── THE RECORDS ──

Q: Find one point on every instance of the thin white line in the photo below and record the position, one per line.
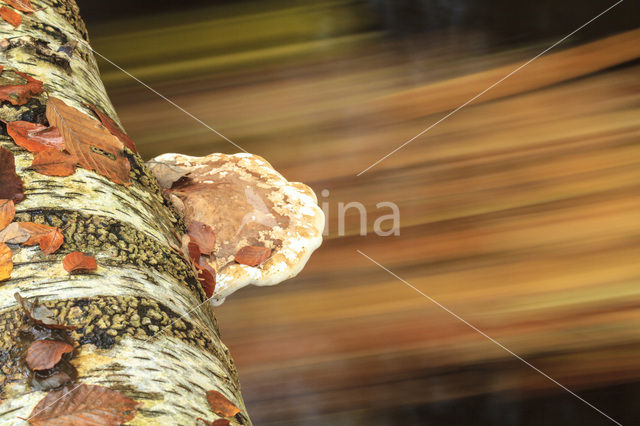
(167, 99)
(490, 87)
(493, 340)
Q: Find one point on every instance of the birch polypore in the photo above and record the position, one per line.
(247, 203)
(139, 329)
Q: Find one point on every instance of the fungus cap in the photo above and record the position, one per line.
(247, 203)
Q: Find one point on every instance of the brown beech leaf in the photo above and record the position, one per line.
(221, 405)
(19, 94)
(202, 234)
(11, 16)
(54, 163)
(49, 238)
(10, 183)
(113, 127)
(7, 212)
(35, 137)
(76, 261)
(252, 255)
(45, 354)
(6, 264)
(21, 5)
(84, 405)
(14, 234)
(89, 141)
(217, 422)
(208, 281)
(40, 314)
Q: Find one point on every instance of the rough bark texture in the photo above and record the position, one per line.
(141, 285)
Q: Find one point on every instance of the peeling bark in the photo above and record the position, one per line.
(141, 287)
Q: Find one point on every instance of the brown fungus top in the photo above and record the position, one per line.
(246, 203)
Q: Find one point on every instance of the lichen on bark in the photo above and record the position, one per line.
(139, 328)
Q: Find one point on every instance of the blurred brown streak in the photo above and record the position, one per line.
(519, 214)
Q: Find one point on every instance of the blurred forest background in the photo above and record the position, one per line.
(520, 212)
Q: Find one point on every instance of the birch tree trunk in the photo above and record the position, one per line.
(138, 330)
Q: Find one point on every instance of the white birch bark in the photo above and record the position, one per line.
(142, 287)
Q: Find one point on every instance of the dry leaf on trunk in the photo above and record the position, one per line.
(54, 163)
(35, 137)
(49, 238)
(19, 94)
(11, 16)
(208, 281)
(84, 405)
(6, 264)
(45, 354)
(221, 405)
(89, 141)
(14, 234)
(76, 261)
(203, 235)
(10, 183)
(40, 314)
(7, 212)
(113, 127)
(252, 255)
(218, 422)
(21, 5)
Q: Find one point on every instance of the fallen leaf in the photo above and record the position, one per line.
(40, 314)
(193, 251)
(221, 405)
(203, 235)
(35, 137)
(208, 282)
(89, 141)
(113, 127)
(7, 212)
(45, 354)
(11, 16)
(76, 261)
(19, 94)
(10, 183)
(54, 163)
(6, 264)
(252, 255)
(49, 238)
(14, 234)
(21, 5)
(84, 405)
(218, 422)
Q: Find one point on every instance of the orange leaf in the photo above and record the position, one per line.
(202, 235)
(54, 163)
(208, 281)
(76, 261)
(35, 137)
(48, 237)
(6, 264)
(89, 141)
(84, 405)
(10, 183)
(221, 405)
(113, 127)
(11, 16)
(7, 212)
(252, 255)
(45, 354)
(21, 5)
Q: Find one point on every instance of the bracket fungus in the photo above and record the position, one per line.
(248, 205)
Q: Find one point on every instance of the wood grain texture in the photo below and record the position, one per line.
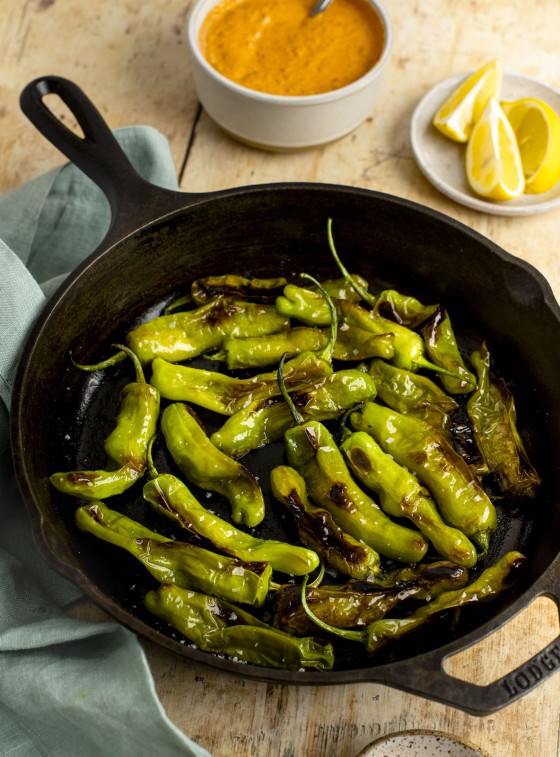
(130, 58)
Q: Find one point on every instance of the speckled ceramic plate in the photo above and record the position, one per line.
(442, 161)
(420, 744)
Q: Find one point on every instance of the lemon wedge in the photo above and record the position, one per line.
(537, 129)
(463, 107)
(493, 163)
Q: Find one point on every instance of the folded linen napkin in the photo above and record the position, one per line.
(67, 687)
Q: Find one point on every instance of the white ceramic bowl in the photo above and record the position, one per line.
(279, 122)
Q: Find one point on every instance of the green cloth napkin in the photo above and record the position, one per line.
(68, 688)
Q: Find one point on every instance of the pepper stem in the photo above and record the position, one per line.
(297, 416)
(364, 294)
(344, 633)
(326, 352)
(118, 357)
(152, 470)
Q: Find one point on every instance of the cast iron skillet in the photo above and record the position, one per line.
(159, 241)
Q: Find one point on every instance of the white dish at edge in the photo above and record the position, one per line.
(442, 161)
(419, 744)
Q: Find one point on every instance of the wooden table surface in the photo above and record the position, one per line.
(130, 58)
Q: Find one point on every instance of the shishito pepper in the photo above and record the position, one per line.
(412, 393)
(402, 496)
(401, 308)
(222, 628)
(312, 451)
(491, 583)
(266, 421)
(423, 450)
(491, 409)
(358, 603)
(206, 466)
(186, 565)
(259, 351)
(317, 529)
(172, 498)
(409, 346)
(186, 334)
(443, 350)
(227, 394)
(127, 444)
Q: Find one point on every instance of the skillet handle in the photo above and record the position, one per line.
(132, 199)
(425, 675)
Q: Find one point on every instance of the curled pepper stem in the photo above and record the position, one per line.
(344, 633)
(152, 470)
(364, 294)
(297, 416)
(118, 357)
(326, 352)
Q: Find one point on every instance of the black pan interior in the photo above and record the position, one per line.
(62, 415)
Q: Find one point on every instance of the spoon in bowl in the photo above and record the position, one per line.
(319, 7)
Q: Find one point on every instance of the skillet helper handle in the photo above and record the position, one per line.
(98, 154)
(425, 675)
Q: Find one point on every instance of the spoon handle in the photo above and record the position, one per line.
(319, 7)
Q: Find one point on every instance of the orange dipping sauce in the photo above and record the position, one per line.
(273, 46)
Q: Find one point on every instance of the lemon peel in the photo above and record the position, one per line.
(537, 129)
(493, 162)
(462, 109)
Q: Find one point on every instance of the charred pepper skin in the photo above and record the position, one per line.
(261, 351)
(187, 334)
(491, 409)
(491, 583)
(266, 421)
(412, 393)
(312, 451)
(226, 394)
(317, 529)
(417, 446)
(220, 627)
(126, 446)
(208, 467)
(182, 564)
(442, 349)
(358, 603)
(402, 496)
(172, 498)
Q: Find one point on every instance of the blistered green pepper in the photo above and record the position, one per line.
(172, 498)
(261, 290)
(402, 496)
(401, 308)
(308, 307)
(358, 603)
(127, 444)
(266, 421)
(312, 451)
(409, 346)
(424, 451)
(179, 563)
(259, 351)
(222, 628)
(490, 584)
(226, 394)
(186, 334)
(443, 350)
(208, 467)
(491, 409)
(318, 530)
(412, 393)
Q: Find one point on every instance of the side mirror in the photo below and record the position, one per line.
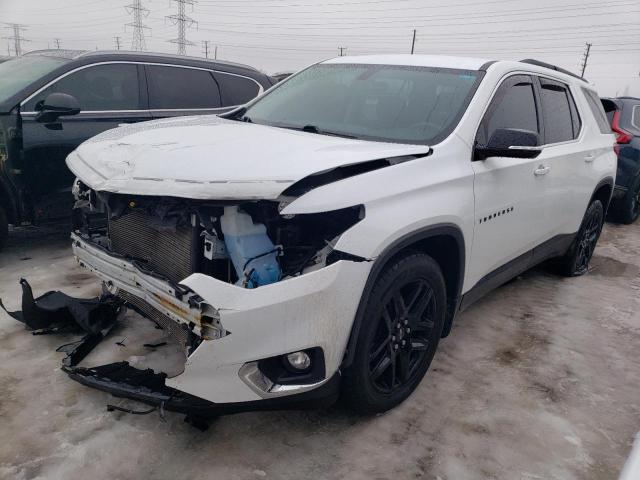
(57, 105)
(510, 142)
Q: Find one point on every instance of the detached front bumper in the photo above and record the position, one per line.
(240, 327)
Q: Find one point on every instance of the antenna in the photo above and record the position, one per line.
(183, 22)
(17, 38)
(585, 57)
(139, 12)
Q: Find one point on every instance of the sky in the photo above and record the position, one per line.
(286, 35)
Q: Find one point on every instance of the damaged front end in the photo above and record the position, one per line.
(237, 285)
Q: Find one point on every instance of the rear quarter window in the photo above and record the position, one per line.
(597, 110)
(237, 90)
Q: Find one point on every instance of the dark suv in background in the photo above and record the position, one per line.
(53, 100)
(624, 116)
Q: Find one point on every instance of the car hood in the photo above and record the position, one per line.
(208, 157)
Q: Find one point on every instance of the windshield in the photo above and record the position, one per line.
(418, 105)
(18, 73)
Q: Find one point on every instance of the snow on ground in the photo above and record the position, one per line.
(539, 380)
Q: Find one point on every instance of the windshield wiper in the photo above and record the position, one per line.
(314, 129)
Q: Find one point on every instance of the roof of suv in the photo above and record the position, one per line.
(76, 54)
(444, 61)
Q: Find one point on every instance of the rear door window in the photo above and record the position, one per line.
(557, 112)
(598, 111)
(97, 88)
(513, 106)
(178, 88)
(236, 90)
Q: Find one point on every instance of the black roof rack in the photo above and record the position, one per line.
(532, 61)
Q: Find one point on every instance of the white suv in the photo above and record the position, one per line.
(324, 236)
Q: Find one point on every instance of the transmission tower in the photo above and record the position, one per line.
(183, 22)
(139, 12)
(17, 37)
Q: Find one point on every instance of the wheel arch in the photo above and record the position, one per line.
(445, 244)
(603, 192)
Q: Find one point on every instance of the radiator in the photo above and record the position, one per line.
(168, 252)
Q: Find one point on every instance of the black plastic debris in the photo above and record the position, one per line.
(55, 311)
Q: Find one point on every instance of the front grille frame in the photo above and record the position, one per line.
(172, 253)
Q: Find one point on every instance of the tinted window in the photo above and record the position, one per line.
(598, 112)
(237, 90)
(390, 103)
(514, 106)
(181, 88)
(101, 87)
(556, 112)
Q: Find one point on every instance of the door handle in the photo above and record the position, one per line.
(541, 170)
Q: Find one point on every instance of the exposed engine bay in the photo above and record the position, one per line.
(248, 244)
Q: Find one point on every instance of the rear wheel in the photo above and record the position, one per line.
(576, 260)
(402, 326)
(629, 209)
(4, 227)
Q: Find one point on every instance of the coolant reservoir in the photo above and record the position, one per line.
(251, 251)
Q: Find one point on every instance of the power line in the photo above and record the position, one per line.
(17, 37)
(585, 58)
(183, 22)
(137, 41)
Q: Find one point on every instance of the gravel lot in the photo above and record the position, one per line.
(540, 380)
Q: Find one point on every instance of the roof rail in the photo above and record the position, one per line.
(532, 61)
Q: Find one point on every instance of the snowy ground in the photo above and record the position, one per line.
(540, 380)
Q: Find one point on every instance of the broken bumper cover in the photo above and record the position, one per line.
(243, 326)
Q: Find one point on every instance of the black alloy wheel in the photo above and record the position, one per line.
(576, 261)
(401, 327)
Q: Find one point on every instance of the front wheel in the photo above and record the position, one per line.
(401, 328)
(576, 260)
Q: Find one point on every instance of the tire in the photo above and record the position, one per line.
(576, 261)
(629, 209)
(4, 228)
(404, 320)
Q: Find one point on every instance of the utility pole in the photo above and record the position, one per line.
(17, 37)
(139, 12)
(183, 22)
(585, 57)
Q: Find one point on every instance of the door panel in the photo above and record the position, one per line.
(570, 177)
(510, 193)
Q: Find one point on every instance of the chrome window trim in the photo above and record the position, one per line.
(131, 62)
(542, 75)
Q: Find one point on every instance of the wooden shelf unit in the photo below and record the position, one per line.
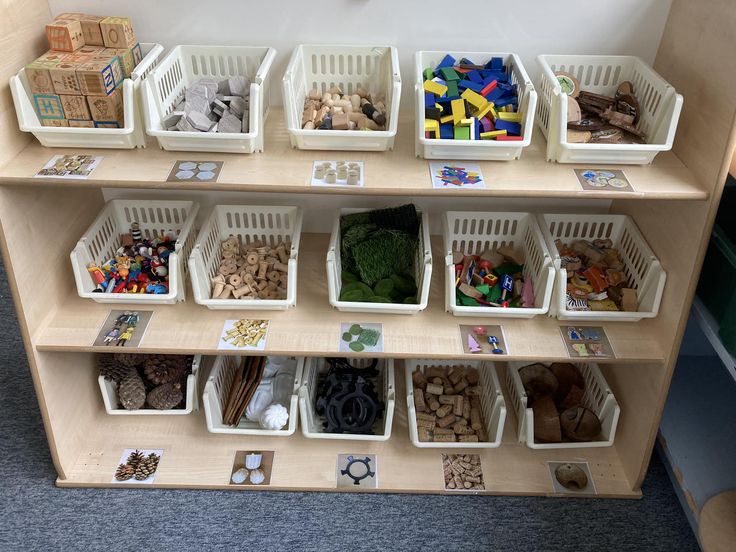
(674, 206)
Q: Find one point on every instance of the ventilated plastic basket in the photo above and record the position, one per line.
(156, 218)
(659, 102)
(430, 148)
(130, 136)
(322, 66)
(109, 391)
(641, 266)
(250, 223)
(217, 389)
(597, 396)
(492, 403)
(313, 425)
(183, 66)
(473, 233)
(422, 273)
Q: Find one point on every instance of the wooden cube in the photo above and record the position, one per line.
(55, 122)
(80, 123)
(91, 30)
(117, 32)
(64, 78)
(48, 106)
(64, 35)
(75, 107)
(106, 108)
(98, 77)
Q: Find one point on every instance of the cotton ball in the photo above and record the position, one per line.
(240, 476)
(274, 417)
(257, 477)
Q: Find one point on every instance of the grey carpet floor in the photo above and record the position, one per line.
(35, 515)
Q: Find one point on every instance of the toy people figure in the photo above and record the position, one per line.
(125, 336)
(111, 336)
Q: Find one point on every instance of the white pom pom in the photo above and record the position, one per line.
(274, 417)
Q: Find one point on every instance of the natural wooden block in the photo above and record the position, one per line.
(75, 107)
(48, 106)
(64, 78)
(91, 30)
(117, 32)
(64, 35)
(107, 108)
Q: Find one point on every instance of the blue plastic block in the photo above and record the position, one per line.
(510, 128)
(474, 86)
(447, 61)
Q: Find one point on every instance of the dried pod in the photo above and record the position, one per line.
(580, 424)
(571, 476)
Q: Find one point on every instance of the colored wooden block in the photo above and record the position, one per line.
(492, 134)
(106, 108)
(458, 111)
(64, 78)
(64, 35)
(509, 127)
(48, 106)
(91, 30)
(435, 87)
(75, 107)
(462, 133)
(117, 32)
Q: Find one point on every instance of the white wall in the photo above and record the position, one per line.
(526, 27)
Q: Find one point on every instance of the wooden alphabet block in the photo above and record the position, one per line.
(64, 35)
(75, 107)
(117, 32)
(106, 108)
(91, 30)
(48, 106)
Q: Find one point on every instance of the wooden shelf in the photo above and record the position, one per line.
(283, 169)
(312, 328)
(195, 458)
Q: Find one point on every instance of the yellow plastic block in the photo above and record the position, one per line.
(513, 117)
(492, 134)
(435, 88)
(458, 110)
(432, 126)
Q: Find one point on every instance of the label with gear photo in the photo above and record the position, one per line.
(137, 466)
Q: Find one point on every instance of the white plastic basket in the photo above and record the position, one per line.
(155, 217)
(641, 266)
(597, 396)
(217, 389)
(109, 391)
(250, 223)
(659, 102)
(312, 424)
(476, 232)
(130, 136)
(430, 148)
(182, 67)
(422, 273)
(492, 403)
(374, 68)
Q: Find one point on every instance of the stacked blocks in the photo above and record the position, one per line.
(78, 82)
(466, 101)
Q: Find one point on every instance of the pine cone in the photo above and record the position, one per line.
(146, 469)
(124, 472)
(132, 392)
(135, 458)
(129, 359)
(111, 369)
(165, 397)
(162, 369)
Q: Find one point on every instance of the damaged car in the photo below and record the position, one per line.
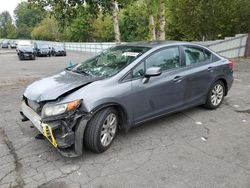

───

◆ WHAT IS ASKED
Which lines in the items above contain the string "damaged", matching case exactly? Find each one and copy it in full.

◆ EXPECTED ANSWER
Q: Find one point on every instance of the damaged front end in the photo above and record the position, one per line.
Q: Find one point on every instance of the damaged car in the photo below and record the position, one per line.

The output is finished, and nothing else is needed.